From 0e689e78aa5395c278b349716c982c41f9b5b3d2 Mon Sep 17 00:00:00 2001
From: Jeffrey Finkelstein <jeffrey.finkelstein@protonmail.com>
Date: Sun, 22 Aug 2021 16:21:08 -0400
Subject: [PATCH] tac: support multi-char separator with overlap

Fix a bug in `tac` where multi-character line separators would cause
incorrect behavior when there was overlap between candidate matches in
the input string. This commit adds a dependency on `memchr` in order to
use the `memchr::memmem::rfind_iter()` function to scan for
non-overlapping instances of the specified line separator characters,
scanning from right to left.

Fixes #2580.
---
 Cargo.lock                |  1 +
 src/uu/tac/Cargo.toml     |  1 +
 src/uu/tac/src/tac.rs     | 53 +++++++++++++++++-----------
 tests/by-util/test_tac.rs | 74 ++++++++++++++++++++++++++++++++++++++-
 4 files changed, 107 insertions(+), 22 deletions(-)

DATA TO PROCESS:
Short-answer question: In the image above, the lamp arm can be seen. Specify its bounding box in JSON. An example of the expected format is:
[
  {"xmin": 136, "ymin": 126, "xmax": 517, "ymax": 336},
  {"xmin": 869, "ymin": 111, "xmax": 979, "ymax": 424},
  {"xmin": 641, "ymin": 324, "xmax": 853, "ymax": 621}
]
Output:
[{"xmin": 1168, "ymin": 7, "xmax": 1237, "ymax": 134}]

WHAT YOU WILL DO:
a) Print the whole tac patch header again, line for line and unchanged.
b) Output every line of the row, unchanged.

TASK RESPONSES:
a)
From 0e689e78aa5395c278b349716c982c41f9b5b3d2 Mon Sep 17 00:00:00 2001
From: Jeffrey Finkelstein <jeffrey.finkelstein@protonmail.com>
Date: Sun, 22 Aug 2021 16:21:08 -0400
Subject: [PATCH] tac: support multi-char separator with overlap

Fix a bug in `tac` where multi-character line separators would cause
incorrect behavior when there was overlap between candidate matches in
the input string. This commit adds a dependency on `memchr` in order to
use the `memchr::memmem::rfind_iter()` function to scan for
non-overlapping instances of the specified line separator characters,
scanning from right to left.

Fixes #2580.
---
 Cargo.lock                |  1 +
 src/uu/tac/Cargo.toml     |  1 +
 src/uu/tac/src/tac.rs     | 53 +++++++++++++++++-----------
 tests/by-util/test_tac.rs | 74 ++++++++++++++++++++++++++++++++++++++-
 4 files changed, 107 insertions(+), 22 deletions(-)

b)
Short-answer question: In the image above, the lamp arm can be seen. Specify its bounding box in JSON. An example of the expected format is:
[
  {"xmin": 136, "ymin": 126, "xmax": 517, "ymax": 336},
  {"xmin": 869, "ymin": 111, "xmax": 979, "ymax": 424},
  {"xmin": 641, "ymin": 324, "xmax": 853, "ymax": 621}
]
Output:
[{"xmin": 1168, "ymin": 7, "xmax": 1237, "ymax": 134}]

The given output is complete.